Text block:
START

“Generative AI” has been the subject of much online conversation over the past few months. “Generative AI” refers to artificial intelligence (AI) models that can create different kinds of content by following user input and instructions. These models are trained on massive datasets of content — images, audio, text — that is harvested from the internet, and they use this content to produce new material. They can create all kinds of things, including images, music, speech, computer programs, and text, and can either work as stand-alone tools or can be incorporated into other creative tools.
The rapid development of this technology has caught the attention of many, offering the promise of revolutionizing how we create art, conduct work, and even live our daily lives. At the same time, these impressive new tools have also raised questions about the nature of art and creativity and what role law and policy should play in both fostering the development of AI and protecting individuals from possible harms that can come from AI.

END

Entries shown:
START

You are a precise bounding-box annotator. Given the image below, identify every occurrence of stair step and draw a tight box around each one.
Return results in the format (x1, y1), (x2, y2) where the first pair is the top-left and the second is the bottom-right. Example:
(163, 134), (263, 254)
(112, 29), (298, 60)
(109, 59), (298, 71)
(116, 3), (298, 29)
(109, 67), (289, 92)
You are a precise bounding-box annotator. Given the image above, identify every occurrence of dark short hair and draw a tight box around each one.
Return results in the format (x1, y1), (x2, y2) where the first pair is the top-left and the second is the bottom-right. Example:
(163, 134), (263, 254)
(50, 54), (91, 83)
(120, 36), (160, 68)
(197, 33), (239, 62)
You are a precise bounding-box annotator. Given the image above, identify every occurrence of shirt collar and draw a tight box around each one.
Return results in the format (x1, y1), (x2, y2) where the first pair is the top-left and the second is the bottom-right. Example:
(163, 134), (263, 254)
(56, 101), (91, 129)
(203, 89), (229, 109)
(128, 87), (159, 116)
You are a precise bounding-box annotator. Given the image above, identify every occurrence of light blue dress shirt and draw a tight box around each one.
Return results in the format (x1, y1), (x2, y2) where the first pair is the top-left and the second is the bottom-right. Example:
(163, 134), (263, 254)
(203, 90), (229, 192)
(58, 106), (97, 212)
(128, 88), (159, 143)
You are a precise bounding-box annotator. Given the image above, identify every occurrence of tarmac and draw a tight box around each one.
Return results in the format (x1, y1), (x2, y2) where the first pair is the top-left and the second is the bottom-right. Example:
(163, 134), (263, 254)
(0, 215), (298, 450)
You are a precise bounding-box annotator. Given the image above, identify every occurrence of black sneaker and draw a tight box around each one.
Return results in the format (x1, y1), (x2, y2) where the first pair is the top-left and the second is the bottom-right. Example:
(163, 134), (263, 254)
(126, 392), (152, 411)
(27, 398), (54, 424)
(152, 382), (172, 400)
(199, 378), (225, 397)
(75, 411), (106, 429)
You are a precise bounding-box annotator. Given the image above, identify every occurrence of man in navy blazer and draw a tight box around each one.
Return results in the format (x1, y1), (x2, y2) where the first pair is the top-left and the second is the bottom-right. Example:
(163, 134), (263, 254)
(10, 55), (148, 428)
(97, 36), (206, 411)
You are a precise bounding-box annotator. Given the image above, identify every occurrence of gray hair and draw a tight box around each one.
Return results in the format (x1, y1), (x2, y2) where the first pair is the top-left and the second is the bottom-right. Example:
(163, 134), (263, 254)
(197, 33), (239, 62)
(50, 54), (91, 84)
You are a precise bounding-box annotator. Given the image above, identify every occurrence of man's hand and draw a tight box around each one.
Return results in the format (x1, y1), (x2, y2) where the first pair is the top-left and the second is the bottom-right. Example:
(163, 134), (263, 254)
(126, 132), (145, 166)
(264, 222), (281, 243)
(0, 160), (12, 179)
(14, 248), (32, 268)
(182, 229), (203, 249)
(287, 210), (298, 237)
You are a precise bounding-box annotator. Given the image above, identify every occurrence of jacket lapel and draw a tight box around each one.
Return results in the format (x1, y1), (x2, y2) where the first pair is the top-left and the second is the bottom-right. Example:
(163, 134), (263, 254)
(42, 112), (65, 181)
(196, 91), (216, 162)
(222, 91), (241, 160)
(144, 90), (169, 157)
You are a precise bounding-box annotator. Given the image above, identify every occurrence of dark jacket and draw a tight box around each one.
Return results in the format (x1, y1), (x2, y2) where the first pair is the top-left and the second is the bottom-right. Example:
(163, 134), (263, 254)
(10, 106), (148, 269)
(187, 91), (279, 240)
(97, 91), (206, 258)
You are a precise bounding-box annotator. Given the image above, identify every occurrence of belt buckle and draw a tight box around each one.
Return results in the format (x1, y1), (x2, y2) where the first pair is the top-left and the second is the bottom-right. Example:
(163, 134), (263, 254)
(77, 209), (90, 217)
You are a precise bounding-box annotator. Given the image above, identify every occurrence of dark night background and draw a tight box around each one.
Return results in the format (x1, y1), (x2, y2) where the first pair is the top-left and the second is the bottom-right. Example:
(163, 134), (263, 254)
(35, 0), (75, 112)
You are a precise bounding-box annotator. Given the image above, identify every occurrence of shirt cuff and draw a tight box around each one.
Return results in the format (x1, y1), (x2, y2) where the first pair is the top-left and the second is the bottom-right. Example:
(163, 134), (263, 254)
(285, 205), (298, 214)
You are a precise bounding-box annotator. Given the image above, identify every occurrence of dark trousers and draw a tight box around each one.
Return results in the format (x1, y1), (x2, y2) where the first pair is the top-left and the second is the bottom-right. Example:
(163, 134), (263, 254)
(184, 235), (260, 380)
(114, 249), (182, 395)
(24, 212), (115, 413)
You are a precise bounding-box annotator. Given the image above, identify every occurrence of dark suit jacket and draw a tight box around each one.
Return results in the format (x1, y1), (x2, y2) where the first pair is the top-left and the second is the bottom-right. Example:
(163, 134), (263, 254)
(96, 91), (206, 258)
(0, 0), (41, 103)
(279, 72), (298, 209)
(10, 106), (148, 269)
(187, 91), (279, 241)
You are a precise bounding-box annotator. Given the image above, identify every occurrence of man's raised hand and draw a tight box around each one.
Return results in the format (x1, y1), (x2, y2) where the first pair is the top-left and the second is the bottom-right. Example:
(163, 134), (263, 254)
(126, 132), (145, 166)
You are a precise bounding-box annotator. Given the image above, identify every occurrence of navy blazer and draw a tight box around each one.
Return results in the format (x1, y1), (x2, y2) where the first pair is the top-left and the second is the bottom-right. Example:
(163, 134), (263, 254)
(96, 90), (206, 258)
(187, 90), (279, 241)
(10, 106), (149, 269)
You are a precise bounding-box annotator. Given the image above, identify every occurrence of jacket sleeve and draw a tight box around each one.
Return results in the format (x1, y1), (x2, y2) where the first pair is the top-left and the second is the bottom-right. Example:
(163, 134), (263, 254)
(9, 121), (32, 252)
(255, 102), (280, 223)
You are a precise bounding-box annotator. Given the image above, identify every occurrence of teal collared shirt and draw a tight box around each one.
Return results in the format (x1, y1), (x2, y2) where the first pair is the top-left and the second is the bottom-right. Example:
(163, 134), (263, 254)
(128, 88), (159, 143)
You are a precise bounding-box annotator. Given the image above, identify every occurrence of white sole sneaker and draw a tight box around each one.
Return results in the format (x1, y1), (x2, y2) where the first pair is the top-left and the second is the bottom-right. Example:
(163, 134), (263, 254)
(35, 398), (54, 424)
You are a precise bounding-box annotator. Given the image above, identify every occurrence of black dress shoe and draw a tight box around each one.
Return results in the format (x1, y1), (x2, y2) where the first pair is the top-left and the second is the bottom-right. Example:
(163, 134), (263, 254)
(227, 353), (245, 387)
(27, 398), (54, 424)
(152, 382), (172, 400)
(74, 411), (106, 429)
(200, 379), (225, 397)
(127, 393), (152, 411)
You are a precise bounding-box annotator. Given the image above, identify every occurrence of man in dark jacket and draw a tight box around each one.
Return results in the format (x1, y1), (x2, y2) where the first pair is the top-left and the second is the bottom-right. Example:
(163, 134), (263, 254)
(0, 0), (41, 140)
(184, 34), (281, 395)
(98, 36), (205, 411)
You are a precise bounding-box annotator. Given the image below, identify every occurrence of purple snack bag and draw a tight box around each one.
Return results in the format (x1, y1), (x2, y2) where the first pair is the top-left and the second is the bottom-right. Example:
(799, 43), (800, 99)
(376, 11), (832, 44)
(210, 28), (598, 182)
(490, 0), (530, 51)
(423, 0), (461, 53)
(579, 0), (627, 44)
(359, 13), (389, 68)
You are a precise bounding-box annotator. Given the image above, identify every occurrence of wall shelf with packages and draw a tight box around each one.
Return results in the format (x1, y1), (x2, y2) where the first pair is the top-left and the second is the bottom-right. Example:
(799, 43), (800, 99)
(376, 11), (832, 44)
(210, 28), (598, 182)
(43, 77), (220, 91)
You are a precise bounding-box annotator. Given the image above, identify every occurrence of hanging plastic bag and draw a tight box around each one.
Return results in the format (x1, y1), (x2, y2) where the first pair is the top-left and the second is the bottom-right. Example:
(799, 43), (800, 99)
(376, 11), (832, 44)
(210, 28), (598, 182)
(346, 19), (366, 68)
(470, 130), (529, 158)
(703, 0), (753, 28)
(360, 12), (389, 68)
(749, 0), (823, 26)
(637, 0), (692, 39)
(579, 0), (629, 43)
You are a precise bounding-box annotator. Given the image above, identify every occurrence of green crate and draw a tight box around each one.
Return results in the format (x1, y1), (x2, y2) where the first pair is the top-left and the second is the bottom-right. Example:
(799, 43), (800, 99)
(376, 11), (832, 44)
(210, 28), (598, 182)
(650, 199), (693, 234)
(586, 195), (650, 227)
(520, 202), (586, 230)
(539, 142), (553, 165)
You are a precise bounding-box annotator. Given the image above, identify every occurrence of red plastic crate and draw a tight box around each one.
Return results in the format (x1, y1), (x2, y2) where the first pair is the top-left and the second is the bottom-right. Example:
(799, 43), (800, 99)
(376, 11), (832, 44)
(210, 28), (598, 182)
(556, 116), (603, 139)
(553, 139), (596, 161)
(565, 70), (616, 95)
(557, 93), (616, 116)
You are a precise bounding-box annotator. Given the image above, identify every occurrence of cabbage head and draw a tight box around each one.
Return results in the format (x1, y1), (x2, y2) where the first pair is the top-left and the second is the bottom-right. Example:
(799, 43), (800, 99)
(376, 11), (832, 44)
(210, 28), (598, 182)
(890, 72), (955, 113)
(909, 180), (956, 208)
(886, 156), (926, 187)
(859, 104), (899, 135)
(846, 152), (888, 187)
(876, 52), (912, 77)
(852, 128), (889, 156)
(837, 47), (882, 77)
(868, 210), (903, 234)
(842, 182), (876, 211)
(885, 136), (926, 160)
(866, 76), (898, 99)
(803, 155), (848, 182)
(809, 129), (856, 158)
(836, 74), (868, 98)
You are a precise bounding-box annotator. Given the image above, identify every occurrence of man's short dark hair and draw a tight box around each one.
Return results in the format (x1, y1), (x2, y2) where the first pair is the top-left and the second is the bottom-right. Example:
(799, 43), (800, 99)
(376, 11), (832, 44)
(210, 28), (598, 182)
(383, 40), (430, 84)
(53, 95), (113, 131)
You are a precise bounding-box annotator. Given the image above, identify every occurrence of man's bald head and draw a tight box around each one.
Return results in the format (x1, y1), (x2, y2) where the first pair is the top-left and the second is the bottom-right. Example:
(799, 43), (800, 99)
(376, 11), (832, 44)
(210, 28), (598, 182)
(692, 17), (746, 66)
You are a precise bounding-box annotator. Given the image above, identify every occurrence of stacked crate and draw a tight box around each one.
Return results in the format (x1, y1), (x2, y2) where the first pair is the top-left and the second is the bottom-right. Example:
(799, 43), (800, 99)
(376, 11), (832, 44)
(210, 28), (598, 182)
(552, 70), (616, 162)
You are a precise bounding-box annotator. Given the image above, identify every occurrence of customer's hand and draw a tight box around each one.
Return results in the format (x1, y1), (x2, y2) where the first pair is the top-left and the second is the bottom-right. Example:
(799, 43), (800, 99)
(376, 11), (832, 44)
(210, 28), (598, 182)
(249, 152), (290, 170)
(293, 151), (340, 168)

END

Tasks for this exercise:
(1) In the text on generative AI, what content are these models trained on?
(2) Write the next part of the generative AI text, picking up after its final sentence.
The material plays no part here.

The responses:
(1) They are trained on massive datasets of content, such as images, audio, and text, harvested from the internet.

(2)
At Creative Commons, we have been paying attention to generative AI for several years. We recently hosted a pair of panel discussions on AI inputs and outputs, and we have been working with lawmakers in the EU and elsewhere as jurisdictions debate the best approach to legal regulation of artificial intelligence. With our focus on better sharing, we have been particularly interested in how intellectual property policy intersects with AI. In this post, we will explore some of the challenges with applying copyright laws to the works created by generative AI.
Recently, text-to-image models like DALL-E 2, Midjourney, and Stable Diffusion have received significant attention because of their ability to create complex pieces of visual art just by following simple user text prompts. These systems essentially work by connecting user keywords to elements from images in the datasets that were used to train them to create entirely new images. The length and complexity of the prompts that users input can vary dramatically and the models are able to quickly create works across seemingly endless styles and genres.
To better understand the process of creating a piece of visual art using a text-to-image model and how it raises complex intellectual property issues, let’s look at an example. If I ask DALL-E to create an image of a “bicycle”, the AI takes that prompt, compares it to images and text descriptions in its training data, and creates a few examples of what it thinks I mean. I am mostly a spectator in this process, and not meaningfully in control over the end product. Without further instructions, the model produces what it thinks a “bicycle” should look like, and not necessarily what I had in mind when I started the process.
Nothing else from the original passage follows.